Pour les professionnels de l’agriculture, les montagnards ont développé des modes d’exploitation adaptés aux ressources naturelles et un système agro-pastoral spécifique dans lequel on peut assurer une grande variété paysagère. Le paysage alpin d’aujourd’hui est agencé selon plusieurs types d’organisation et de structuration de l’espace. On passe d’un étage habité, avec des villages et des prés, à la forêt, aux alpages puis aux espaces minéraux et glaciaires. Ces unités spatiales vernaculaires forment une sorte de grille de perception qui permet un quadrillage irrégulier de l’espace étagé des pentes par les alpagistes. Les hauts alpages sont divisés en plusieurs unités d’exploitation, selon le mode d’utilisation de l’herbe (fauche et/ou pâturage) et la date d’intervention (fauchaison et mise à l’herbe). À l’intérieur de chaque zone, les activités sont spécifiques et le rapport à l’herbe est différent. Il suffit de suivre les alpagistes au quotidien, tout au long de la période estivale, et de les interroger sur la façon dont ils structurent eux-mêmes leur territoire, pour se rendre compte que tout alpage comprend les unités suivantes : le chalet et sa cave, le « jardin d’altitude », les prés de fauche, (souvent des alpages privés), les pâtures (alpages privés et collectifs), les rochers et moraines et les glaciers. Sur cette mosaïque d’unités paysagères se superpose le réseau des pistes et sentiers. Les alpagistes s’attachent à tous les éléments vus ou perçus qui, dans un paysage, mettent en avant l’exploitation des prairies alpines, les chalets d’alpages et les équipements agricoles.

### Données fournies

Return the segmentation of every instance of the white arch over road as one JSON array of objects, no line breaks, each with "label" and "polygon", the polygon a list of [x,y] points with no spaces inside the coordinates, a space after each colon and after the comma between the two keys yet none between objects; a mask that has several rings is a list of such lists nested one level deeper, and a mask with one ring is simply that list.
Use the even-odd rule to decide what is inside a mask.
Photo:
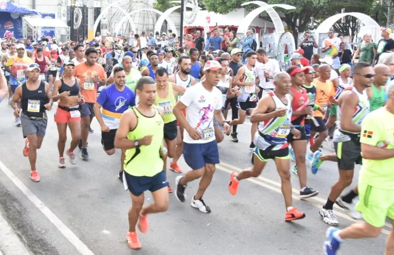
[{"label": "white arch over road", "polygon": [[119,3],[122,1],[123,1],[120,0],[120,1],[116,1],[115,2],[113,2],[110,4],[109,4],[109,5],[108,5],[108,6],[105,9],[104,9],[101,12],[99,15],[98,15],[98,16],[97,17],[97,19],[95,21],[95,25],[93,27],[93,35],[96,35],[96,31],[97,30],[97,27],[98,26],[98,23],[101,20],[103,16],[104,15],[106,14],[108,12],[108,11],[109,11],[109,9],[112,7],[114,7],[116,9],[117,9],[118,10],[120,10],[121,12],[122,12],[122,13],[123,14],[124,14],[125,16],[127,16],[128,18],[129,22],[130,23],[130,26],[131,26],[132,30],[134,31],[136,31],[136,25],[134,24],[134,21],[133,20],[133,19],[131,18],[131,17],[129,16],[128,14],[127,13],[127,12],[124,10],[122,8],[121,8],[121,7],[119,6],[119,5],[118,4]]}]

### Consigne détaillée
D'après le texte sur les alpages, quelles unités comprend tout alpage ? Citez-les toutes. Le matériel fourni n'est pas nécessaire ici.

### Corrigé
- le chalet et sa cave
- le « jardin d'altitude »
- les prés de fauche (souvent des alpages privés)
- les pâtures (alpages privés et collectifs)
- les rochers et moraines
- les glaciers